*TASK:* Filter the data for "wooden" and copy matching lines.

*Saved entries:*
■ ■ ■ ■

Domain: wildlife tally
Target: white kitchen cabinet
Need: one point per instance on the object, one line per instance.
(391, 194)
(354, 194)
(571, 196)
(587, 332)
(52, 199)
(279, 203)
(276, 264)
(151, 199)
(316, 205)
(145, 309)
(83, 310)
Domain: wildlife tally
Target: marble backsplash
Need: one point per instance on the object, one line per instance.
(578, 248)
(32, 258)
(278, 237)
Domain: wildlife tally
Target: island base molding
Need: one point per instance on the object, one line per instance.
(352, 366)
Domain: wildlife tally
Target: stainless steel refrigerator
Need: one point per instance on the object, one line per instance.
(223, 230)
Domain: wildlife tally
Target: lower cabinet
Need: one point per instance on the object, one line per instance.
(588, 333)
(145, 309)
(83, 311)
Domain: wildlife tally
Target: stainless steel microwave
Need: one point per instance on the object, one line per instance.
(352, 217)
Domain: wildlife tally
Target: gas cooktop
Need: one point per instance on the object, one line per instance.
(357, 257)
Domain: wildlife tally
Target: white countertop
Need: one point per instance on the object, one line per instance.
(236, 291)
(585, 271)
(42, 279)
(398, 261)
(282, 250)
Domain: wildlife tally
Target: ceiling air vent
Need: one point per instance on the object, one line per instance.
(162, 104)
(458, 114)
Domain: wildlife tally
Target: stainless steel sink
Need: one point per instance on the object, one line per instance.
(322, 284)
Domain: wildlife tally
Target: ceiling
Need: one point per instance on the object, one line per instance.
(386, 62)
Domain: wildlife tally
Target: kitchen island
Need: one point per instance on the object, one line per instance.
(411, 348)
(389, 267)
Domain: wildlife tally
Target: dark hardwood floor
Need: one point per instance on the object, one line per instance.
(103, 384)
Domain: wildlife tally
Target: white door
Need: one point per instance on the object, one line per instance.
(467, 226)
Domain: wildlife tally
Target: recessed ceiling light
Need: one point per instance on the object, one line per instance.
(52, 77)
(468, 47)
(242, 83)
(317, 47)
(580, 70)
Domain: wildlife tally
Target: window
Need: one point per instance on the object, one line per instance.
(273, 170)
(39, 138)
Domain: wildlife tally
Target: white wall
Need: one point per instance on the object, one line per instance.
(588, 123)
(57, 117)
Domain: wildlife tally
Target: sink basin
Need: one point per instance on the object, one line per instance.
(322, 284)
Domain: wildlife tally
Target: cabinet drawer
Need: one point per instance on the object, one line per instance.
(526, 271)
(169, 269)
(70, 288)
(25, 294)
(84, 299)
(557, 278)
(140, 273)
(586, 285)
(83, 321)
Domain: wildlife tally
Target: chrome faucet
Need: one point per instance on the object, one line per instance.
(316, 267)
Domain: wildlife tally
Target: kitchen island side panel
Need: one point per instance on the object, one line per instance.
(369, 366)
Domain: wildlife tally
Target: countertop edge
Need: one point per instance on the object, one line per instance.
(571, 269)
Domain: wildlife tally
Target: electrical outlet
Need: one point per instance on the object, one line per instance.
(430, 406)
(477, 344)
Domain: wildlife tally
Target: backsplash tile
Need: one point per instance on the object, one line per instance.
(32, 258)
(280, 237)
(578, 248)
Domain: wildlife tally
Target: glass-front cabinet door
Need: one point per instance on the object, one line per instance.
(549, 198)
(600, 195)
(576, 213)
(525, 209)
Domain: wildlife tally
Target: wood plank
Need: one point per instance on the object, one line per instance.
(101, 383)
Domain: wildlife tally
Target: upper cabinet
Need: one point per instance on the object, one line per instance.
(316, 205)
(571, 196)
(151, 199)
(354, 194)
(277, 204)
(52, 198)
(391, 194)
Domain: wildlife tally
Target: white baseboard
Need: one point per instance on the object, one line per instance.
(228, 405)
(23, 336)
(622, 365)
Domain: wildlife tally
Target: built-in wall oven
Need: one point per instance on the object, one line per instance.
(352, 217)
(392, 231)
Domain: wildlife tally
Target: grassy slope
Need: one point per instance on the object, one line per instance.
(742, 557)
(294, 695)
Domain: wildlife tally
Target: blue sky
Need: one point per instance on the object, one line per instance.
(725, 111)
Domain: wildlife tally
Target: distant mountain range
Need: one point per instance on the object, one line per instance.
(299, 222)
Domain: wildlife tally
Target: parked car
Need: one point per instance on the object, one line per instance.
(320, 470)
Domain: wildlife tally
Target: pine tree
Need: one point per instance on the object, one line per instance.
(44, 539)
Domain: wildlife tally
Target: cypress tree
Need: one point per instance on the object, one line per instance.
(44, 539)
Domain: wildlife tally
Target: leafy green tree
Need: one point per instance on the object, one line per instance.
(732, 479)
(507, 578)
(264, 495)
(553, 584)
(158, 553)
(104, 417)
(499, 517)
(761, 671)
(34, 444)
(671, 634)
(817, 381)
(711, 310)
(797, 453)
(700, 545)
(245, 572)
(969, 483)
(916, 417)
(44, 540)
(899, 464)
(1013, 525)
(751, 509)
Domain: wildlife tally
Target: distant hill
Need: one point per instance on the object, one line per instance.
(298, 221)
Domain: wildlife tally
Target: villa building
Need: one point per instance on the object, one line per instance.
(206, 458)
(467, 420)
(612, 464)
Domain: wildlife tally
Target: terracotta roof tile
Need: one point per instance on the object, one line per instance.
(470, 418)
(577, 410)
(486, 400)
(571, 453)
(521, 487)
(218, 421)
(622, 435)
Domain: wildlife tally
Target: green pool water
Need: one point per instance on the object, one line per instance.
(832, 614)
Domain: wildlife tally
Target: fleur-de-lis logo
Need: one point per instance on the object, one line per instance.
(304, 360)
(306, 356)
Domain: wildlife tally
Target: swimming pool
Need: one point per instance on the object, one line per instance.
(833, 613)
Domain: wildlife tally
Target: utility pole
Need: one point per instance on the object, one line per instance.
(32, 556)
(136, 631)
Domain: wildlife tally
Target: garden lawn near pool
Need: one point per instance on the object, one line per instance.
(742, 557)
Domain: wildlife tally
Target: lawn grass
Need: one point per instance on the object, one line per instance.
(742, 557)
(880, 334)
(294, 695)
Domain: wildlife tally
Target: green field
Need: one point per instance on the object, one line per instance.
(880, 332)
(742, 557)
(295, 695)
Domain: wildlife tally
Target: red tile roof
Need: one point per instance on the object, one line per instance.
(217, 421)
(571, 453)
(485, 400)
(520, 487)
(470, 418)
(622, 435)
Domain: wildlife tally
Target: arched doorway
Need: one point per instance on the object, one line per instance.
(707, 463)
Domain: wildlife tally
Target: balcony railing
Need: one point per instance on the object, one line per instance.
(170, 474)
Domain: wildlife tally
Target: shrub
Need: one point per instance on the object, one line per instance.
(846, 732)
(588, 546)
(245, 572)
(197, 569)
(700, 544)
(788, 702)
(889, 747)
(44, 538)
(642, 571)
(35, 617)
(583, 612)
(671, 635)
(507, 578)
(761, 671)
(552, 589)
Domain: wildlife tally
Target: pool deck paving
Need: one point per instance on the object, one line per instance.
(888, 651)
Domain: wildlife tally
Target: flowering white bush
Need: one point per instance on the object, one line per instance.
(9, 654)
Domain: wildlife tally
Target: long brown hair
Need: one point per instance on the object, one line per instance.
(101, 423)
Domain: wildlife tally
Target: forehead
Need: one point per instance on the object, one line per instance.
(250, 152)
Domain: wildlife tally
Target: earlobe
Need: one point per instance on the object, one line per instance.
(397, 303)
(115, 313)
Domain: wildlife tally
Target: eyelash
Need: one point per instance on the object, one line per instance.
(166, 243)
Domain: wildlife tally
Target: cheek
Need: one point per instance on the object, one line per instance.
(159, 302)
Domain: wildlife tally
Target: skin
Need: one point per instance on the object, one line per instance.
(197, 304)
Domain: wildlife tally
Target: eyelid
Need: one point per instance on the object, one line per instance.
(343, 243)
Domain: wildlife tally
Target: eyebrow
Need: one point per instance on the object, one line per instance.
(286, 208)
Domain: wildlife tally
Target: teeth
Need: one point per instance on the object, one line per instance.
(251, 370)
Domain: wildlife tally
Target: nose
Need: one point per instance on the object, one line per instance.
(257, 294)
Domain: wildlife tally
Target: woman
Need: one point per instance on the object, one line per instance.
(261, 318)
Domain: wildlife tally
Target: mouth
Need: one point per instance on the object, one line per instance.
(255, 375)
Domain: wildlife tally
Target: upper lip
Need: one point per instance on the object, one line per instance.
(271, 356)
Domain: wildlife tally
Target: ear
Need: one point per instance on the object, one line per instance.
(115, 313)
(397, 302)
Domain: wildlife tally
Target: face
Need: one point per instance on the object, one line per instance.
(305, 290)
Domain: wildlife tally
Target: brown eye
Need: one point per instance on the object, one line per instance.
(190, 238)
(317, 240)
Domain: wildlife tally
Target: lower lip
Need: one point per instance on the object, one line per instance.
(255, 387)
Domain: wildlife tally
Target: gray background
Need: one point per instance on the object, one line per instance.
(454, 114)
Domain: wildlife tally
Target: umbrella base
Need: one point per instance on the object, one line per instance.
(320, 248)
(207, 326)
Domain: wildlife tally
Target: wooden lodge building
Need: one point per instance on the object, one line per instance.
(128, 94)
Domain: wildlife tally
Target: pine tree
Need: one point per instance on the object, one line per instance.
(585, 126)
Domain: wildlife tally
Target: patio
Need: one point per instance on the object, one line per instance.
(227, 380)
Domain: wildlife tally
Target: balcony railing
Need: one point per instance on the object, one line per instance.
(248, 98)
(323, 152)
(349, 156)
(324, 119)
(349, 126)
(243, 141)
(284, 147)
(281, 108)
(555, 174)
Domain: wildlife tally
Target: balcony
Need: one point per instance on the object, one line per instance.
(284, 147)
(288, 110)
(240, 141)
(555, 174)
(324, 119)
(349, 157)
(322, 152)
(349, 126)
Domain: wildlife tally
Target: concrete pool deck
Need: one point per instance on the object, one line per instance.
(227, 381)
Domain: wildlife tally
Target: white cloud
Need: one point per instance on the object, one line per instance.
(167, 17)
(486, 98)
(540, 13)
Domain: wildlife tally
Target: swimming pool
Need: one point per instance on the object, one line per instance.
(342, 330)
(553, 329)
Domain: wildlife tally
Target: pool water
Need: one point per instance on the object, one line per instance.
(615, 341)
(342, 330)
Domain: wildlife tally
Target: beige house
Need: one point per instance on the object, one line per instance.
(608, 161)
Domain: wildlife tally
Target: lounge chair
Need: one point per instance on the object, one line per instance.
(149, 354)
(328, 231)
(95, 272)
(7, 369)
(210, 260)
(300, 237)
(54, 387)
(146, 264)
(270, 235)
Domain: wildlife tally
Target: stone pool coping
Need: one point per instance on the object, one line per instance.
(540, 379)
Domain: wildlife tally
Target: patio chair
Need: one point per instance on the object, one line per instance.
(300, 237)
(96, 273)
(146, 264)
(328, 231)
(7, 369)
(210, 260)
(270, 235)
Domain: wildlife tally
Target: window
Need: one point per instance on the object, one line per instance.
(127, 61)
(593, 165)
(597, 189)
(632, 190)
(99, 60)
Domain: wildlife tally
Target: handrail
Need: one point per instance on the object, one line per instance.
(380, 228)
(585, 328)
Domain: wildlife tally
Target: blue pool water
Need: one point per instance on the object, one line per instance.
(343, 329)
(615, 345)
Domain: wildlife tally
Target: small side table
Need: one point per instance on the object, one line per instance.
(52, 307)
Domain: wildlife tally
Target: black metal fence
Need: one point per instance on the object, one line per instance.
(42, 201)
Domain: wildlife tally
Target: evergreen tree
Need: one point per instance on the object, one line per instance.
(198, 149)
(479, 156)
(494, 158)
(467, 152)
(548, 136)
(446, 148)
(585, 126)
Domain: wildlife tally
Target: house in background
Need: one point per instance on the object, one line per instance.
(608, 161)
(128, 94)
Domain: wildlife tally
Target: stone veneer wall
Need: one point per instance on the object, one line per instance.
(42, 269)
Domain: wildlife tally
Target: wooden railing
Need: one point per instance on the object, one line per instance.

■ ■ ■ ■

*ANSWER AREA:*
Target: wooden lodge building
Target: wooden railing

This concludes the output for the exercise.